=== Extract ===

The invention can comprise any one or more of the following embodiments, in any combination(s) thereof:

Preferably, two or three cyclic preheating phases are used. Preferably the soaking period is 10-30 days or about 20 days.

“SW-SAGD” as used herein means that a single well serves both injection and production purposes, but nonetheless there may be an array of SW-SAGD wells to effectively cover a given reservoir. This is in contrast to conventional SAGD where the injection and production wells are separate during production phase, necessitating a wellpair at each location.

As used herein, “preheat” or “startup” is used in a manner consistent with the art. In SAGD the preheat stage usually means steam injection throughout both wells until the steam chamber is well developed and the two wells are in fluid communication. Thus, both wells are fitted for steam injection. Later during production, the production well is fitted for production, and steam injected into the injector well only. In SW-SAGD, the meaning is the same, except that there is only a single well. Thus, preheat means steam injection throughout the well (e.g., no packers) in order to develop a steam chamber along the entire length of the well.

=== Data rows ===

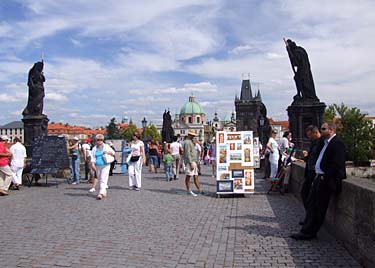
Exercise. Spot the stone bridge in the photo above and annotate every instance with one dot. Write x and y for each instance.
(61, 225)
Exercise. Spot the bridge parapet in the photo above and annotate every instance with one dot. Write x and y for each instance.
(350, 216)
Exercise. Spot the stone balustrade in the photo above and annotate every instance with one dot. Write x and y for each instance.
(351, 215)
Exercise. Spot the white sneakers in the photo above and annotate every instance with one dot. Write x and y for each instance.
(192, 193)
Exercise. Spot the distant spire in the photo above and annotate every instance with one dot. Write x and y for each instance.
(246, 93)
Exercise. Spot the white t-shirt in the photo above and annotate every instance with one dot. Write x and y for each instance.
(136, 148)
(283, 144)
(87, 150)
(19, 155)
(175, 148)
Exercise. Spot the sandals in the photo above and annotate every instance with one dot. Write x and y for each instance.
(100, 196)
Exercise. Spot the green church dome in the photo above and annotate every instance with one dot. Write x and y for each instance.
(191, 107)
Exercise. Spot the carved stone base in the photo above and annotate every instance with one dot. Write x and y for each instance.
(301, 115)
(34, 125)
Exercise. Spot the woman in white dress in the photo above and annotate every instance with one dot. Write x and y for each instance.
(99, 165)
(274, 153)
(137, 159)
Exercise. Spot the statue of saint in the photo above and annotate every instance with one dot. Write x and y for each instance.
(36, 90)
(302, 72)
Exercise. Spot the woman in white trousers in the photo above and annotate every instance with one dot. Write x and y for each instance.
(274, 153)
(100, 166)
(137, 159)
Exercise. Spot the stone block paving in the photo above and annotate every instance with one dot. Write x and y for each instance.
(159, 226)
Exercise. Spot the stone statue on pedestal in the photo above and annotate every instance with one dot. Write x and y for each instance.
(35, 122)
(302, 72)
(306, 109)
(36, 90)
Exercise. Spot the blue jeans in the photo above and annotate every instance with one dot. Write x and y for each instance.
(153, 160)
(76, 169)
(168, 171)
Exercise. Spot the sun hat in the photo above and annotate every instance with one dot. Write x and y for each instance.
(191, 133)
(4, 138)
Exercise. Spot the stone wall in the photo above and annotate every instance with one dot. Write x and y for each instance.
(351, 215)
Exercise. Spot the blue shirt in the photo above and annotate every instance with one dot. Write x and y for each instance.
(99, 157)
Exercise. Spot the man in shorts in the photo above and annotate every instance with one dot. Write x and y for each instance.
(190, 160)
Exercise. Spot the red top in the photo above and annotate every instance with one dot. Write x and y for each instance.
(4, 160)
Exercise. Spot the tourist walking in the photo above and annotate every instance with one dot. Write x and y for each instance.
(74, 151)
(168, 160)
(18, 162)
(176, 152)
(99, 165)
(212, 154)
(137, 159)
(274, 153)
(330, 171)
(190, 160)
(6, 174)
(153, 156)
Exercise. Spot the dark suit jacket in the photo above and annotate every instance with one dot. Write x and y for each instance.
(333, 164)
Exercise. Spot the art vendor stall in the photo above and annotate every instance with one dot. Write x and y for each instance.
(237, 156)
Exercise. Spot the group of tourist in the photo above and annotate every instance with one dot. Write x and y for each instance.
(180, 154)
(12, 162)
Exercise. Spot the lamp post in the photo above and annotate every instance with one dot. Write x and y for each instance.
(144, 124)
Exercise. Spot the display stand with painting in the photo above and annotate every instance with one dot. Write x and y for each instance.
(235, 164)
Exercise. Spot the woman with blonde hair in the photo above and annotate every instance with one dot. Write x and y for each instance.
(99, 165)
(274, 153)
(137, 159)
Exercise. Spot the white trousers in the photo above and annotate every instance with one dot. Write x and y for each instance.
(6, 176)
(273, 165)
(135, 173)
(102, 172)
(17, 174)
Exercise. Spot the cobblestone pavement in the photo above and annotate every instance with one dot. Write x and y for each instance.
(159, 226)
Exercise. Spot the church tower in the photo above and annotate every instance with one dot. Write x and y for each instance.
(251, 113)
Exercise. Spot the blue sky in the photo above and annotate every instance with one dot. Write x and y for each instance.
(112, 58)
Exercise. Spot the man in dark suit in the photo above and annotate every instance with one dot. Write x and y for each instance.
(317, 142)
(330, 171)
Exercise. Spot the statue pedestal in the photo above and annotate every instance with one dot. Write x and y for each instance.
(302, 114)
(34, 125)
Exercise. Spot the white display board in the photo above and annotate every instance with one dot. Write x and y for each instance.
(235, 162)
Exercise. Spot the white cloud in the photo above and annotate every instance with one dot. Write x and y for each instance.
(5, 98)
(53, 96)
(153, 55)
(241, 49)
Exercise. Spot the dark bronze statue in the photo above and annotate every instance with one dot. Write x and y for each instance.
(167, 131)
(36, 90)
(302, 72)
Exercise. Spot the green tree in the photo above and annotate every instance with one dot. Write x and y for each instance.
(355, 130)
(128, 132)
(151, 132)
(112, 130)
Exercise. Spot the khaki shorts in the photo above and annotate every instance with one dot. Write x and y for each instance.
(191, 169)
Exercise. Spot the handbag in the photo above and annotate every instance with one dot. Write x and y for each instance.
(108, 158)
(134, 158)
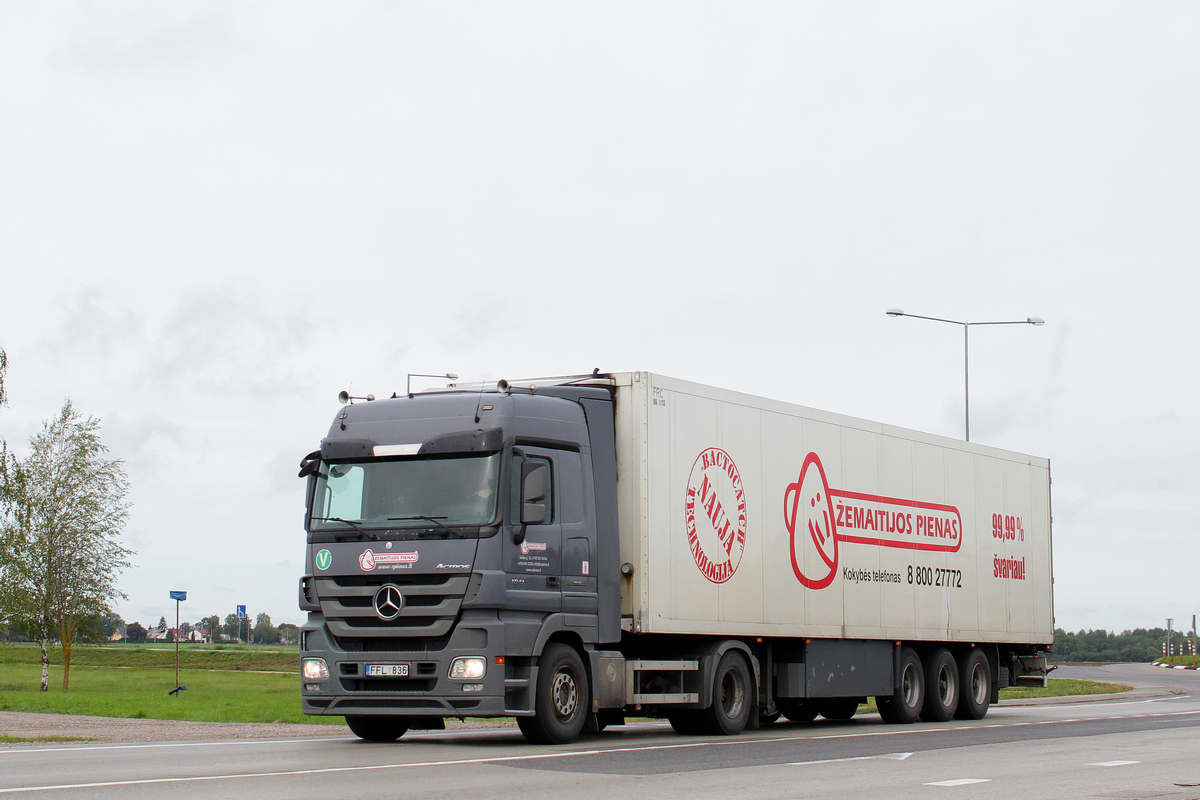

===

Aim A
Using the passage on SW-SAGD, state whether each statement agrees with it. Give yes or no for each, followed by the deciding words of the passage in quotation marks.
(i) In conventional SAGD, the injection and production wells are separate during the production phase.
(ii) During preheat in SW-SAGD, packers are placed along the well.
(iii) The preferred soaking period is 40-60 days.
Aim B
Reproduce the part of the passage on SW-SAGD starting at "Preferably, two or" and ending at "at each location.", swapping "soaking period" for "soak interval".
The material is separate from the passage on SW-SAGD.

Exercise response A
(i) Yes: "conventional SAGD where the injection and production wells are separate during production phase"
(ii) No: "preheat means steam injection throughout the well (e.g., no packers)"
(iii) No: "Preferably the soaking period is 10-30 days or about 20 days."

Exercise response B
Preferably, two or three cyclic preheating phases are used. Preferably the soak interval is 10-30 days or about 20 days.

“SW-SAGD” as used herein means that a single well serves both injection and production purposes, but nonetheless there may be an array of SW-SAGD wells to effectively cover a given reservoir. This is in contrast to conventional SAGD where the injection and production wells are separate during production phase, necessitating a wellpair at each location.